天堂湾岸边有几座咖色小木屋,悬挂的国旗说明这是阿根廷设在南极的科学考察站。专家伸手遥指说,看到房子上的黑色痕迹吗?顺着他食指望去,果然在房顶上见有斑驳灰烬。你们猜这是怎么造成的?专家卖了个小关子。
大家纷纷道,遭雷劈?南极常有电闪雷鸣的暴雨吗?
专家揭底,火烧的。
哦,失火了!大伙儿吃一惊,忙说,守着天堂湾这么近,赶紧舀海水灭火啊!
专家说,扑救还算及时,所以只烧了科考站的一部分,后来维修复原。
有人嘴快道,估计是厨师改善伙食,不小心走了火。有人悄声质疑,阿根廷菜系也跟中餐似的,讲究烈火烹油吗?
专家答,这场火与厨师无关,和医生有关。
大家纳闷儿,穿白大褂的医生如何和火灾掺和到一块儿?
专家细解:阿根廷科考队曾在这里进行长年科考工作,人员两年一轮换。到了规定换岗的时间,新人上站,老人返回城市。要走的人都欢天喜地,却不料原本驻队的医生被通知要在站点继续执守两年。医生得知这个安排后,又开始了寂寞的南极孤岛生活。等啊等。两年过去了,好不容易又熬到了轮班时间,总算可以回家了。没想到又接到通知,继续留守两年……医生的精神崩溃了,一把火将科考站点燃了……
后来呢?大家僵愣了一会儿,还是忍不住问。后来阿根廷科考站就成了现在的样子,人们可以看到焦煳的屋顶。极地专家回答。
--------------------
**任务说明:** 能否从上面那段讲阿根廷科考站失火的文字里一字不差地抄出一段:从含有“天堂湾岸边有几座咖色小木屋,悬挂的国旗说”的那句开始,抄到“专家说,扑救还算及时,所以只烧了科考站的一部分,后来维修复原。”为止?

**数据内容:**
--------------------
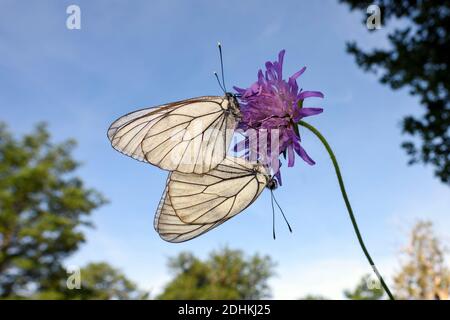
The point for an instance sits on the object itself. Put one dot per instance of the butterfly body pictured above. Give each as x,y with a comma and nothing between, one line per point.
190,136
193,204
--------------------
**本题答案:**
天堂湾岸边有几座咖色小木屋,悬挂的国旗说明这是阿根廷设在南极的科学考察站。专家伸手遥指说,看到房子上的黑色痕迹吗?顺着他食指望去,果然在房顶上见有斑驳灰烬。你们猜这是怎么造成的?专家卖了个小关子。
大家纷纷道,遭雷劈?南极常有电闪雷鸣的暴雨吗?
专家揭底,火烧的。
哦,失火了!大伙儿吃一惊,忙说,守着天堂湾这么近,赶紧舀海水灭火啊!
专家说,扑救还算及时,所以只烧了科考站的一部分,后来维修复原。